- EXPLORE THE MATERIAL
(a) In the abstract on eDNA transport in streams, what discharge did the four experimental streams at ND-LEEF have?
(b) Carry on the abstract on eDNA transport in streams from its final sentence.

- EXCERPT

::::::::::

COS 38-8
Determining the influence of substrate heterogeneity on the measurement and transport of environmental DNA (eDNA) using Notre Dame’s Linked Ecosystem Experimental Facility (ND-LEEF)

Tuesday, August 11, 2015: 4:00 PM
301, Baltimore Convention Center
Arial Shogren, Biological Sciences, University of Notre Dame, Notre Dame, IN
Jennifer L. Tank, Biological Sciences, University of Notre Dame, Notre Dame, IN
Diogo Bolster, Civil and Environmental Engineering and Earth Sciences, University of Notre Dame, IN
Christopher Jerde, Biological Sciences, University of Nevada Reno
Scott P. Egan, BioSciences, Rice University, Houston, TX
Carol Tanner, Physics, University of Notre Dame
Steven Ruggiero, Physics, University of Notre Dame

Sampling for environmental DNA (eDNA) is a non-intrusive method to detect the presence of invasive species without direct observation, which allows for earlier detection and more rapid response than conventional sampling methods. However, our current understanding of how eDNA is transported and persists in flowing waters remains imprecise. There is little previous study on how the unique transport properties of suspended eDNA particles in flowing water may impact the probability of eDNA detection. To improve understanding of fine-scale eDNA transport in streams, we conducted experimental releases using common carp eDNA, and modeled the impact of stream substrate heterogeneity and substrate size on eDNA transport and retention. Using a short-term eDNA addition, we estimated transport distances in four 50m experimental streams at ND-LEEF (discharge=2L/sec) with varying substrate size (1cm pea-gravel vs. 10cm small cobble) and complexity (homogenous 50/50 mix vs. alternating sections). We also compared the standard eDNA detection method using quantitative PCR (qPCR) with a new detection technique based on Light Transmission Spectroscopy (LTS), which offers the capabilities of field-based eDNA detection. LTS uses target-specific genetic tags attached to polystyrene beads to detect species-specific eDNA and measures wavelength-dependent transmittance through aqueous samples based on the diameter of nanoparticles in suspension.

::::::::::

Region pointing data:

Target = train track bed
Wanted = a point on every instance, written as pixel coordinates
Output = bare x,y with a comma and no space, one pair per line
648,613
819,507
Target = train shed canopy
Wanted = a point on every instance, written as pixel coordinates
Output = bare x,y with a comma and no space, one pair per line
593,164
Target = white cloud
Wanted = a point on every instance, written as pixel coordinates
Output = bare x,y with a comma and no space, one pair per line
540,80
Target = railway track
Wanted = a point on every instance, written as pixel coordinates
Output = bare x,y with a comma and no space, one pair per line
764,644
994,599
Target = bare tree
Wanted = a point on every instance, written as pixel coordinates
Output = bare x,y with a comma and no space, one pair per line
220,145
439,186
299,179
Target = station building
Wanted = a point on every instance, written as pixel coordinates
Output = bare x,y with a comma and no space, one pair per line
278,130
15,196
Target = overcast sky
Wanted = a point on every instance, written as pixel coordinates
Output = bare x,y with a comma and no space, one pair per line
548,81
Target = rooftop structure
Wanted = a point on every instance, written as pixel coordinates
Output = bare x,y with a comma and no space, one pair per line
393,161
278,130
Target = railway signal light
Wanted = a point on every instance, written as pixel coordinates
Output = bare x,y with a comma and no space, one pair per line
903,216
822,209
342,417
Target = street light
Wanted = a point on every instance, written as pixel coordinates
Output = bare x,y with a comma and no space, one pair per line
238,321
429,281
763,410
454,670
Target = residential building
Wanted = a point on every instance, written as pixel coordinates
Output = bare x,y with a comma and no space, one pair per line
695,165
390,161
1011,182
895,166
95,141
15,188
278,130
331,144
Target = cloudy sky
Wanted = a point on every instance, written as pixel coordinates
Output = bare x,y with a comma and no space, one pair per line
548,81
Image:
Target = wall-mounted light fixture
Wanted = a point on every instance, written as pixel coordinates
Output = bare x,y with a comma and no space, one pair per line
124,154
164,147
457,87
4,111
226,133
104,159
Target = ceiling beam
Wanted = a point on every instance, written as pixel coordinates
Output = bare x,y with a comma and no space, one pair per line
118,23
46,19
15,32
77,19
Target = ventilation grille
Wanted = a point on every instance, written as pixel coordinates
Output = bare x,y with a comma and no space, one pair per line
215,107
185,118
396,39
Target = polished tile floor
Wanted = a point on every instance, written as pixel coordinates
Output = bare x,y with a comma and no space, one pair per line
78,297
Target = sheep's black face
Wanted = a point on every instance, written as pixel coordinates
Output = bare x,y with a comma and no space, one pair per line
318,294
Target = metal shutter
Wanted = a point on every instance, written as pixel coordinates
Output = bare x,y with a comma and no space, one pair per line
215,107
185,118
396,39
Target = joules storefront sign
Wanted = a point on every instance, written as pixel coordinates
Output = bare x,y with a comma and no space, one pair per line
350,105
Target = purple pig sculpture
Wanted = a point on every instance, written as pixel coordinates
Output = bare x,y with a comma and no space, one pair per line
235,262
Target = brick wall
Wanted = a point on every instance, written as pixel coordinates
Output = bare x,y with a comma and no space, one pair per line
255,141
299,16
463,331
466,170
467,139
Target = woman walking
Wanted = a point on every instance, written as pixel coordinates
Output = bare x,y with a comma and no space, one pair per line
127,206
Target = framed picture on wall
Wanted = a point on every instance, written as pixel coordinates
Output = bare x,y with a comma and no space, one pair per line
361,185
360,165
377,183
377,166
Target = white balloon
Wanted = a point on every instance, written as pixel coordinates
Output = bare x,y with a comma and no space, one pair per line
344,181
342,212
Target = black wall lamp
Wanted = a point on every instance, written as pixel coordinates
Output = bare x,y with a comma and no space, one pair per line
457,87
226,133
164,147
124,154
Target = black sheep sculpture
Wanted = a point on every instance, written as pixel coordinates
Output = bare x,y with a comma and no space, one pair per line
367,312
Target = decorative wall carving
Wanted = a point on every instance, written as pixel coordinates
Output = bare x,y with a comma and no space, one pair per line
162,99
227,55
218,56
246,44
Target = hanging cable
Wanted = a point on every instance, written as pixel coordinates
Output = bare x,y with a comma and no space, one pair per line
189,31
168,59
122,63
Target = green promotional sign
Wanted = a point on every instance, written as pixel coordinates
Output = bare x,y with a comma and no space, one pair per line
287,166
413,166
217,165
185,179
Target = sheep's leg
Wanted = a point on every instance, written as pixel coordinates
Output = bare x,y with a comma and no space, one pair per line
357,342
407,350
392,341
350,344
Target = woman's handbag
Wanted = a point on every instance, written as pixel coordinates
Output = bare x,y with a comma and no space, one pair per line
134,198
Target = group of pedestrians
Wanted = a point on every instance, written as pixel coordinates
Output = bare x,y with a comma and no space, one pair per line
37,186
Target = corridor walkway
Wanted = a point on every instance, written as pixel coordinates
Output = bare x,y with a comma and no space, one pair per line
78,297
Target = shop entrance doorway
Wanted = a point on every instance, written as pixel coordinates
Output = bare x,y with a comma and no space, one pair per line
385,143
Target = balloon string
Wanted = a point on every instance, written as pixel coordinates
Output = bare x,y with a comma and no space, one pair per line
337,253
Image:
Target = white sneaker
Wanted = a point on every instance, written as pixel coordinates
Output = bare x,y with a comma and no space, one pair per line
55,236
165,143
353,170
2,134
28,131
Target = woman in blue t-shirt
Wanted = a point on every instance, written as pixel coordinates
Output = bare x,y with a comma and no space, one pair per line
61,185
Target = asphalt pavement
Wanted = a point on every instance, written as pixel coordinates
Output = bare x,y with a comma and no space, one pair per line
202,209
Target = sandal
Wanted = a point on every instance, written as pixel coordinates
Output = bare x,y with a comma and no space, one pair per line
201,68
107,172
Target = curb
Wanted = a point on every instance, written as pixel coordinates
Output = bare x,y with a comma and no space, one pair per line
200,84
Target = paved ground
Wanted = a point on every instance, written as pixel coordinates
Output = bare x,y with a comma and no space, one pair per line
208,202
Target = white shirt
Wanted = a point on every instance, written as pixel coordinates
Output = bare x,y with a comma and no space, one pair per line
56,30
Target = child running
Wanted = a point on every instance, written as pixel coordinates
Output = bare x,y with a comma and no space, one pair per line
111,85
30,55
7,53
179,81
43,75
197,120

::::::::::

- ANSWERS TO EACH TASK
(a) 2 L/sec

(b)
Using qPCR detection techniques, we measured particulate retention of eDNA, expressed as an uptake length (Sw), which is the mean transport distance traveled before being removed from the water column. Uptake lengths of eDNA ranged from 6-57m and differed among streams with varying substrate; eDNA particles traveled furthest in cobble, moderate distances in mixed substrate and alternating substrate, and shortest distances in pea-gravel reaches. Differential retention of eDNA particles confirms that eDNA dynamics in flowing waters are not longitudinally constant along stream and river continua, and retention may be habitat-specific, which may complicate interpretation of eDNA detection in flowing waters. Additionally, results from LTS confirm that the platform can give an accurate positive/negative detection signal with high species specificity, and can be optimized for field-based detection. Robust techniques that accurately measure eDNA from invasive species in streams/rivers can inform species management, allowing for rapid responses to invasion, yet questions remain about species detection vs. source location in flowing waters.